▶ [Requirement]
Copy the material below word for word, keeping every line as it appears.

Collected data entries
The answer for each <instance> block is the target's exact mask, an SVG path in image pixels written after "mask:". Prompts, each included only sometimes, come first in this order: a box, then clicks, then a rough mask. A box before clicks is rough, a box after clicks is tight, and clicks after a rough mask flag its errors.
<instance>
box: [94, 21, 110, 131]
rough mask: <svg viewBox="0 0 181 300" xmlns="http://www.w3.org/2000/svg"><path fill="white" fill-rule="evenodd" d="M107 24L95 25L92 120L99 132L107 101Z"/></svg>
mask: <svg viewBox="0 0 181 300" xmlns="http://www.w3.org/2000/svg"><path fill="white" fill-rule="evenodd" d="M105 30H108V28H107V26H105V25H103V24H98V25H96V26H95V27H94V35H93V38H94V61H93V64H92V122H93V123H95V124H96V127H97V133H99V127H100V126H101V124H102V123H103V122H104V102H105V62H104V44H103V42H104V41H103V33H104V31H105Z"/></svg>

▶ [Output of the task]
The answer for each <instance> block is the target's exact mask, an SVG path in image pixels written after "mask:". Prompts, each included only sometimes, come first in this order: a box, then clicks, then a rough mask. A box before clicks is rough, a box after clicks is tight, and clicks after a rough mask flag its errors.
<instance>
box: [94, 21, 110, 131]
rough mask: <svg viewBox="0 0 181 300" xmlns="http://www.w3.org/2000/svg"><path fill="white" fill-rule="evenodd" d="M107 24L95 25L92 120L99 132L107 101Z"/></svg>
mask: <svg viewBox="0 0 181 300" xmlns="http://www.w3.org/2000/svg"><path fill="white" fill-rule="evenodd" d="M105 30H108V28H107V26H105V25H103V24H98V25H96V26H95V27H94V35H93V38H94V61H93V64H92V122H93V123H95V124H96V127H97V133H99V127H100V126H101V124H102V123H103V122H104V102H105V62H104V44H103V42H104V41H103V33H104V31H105Z"/></svg>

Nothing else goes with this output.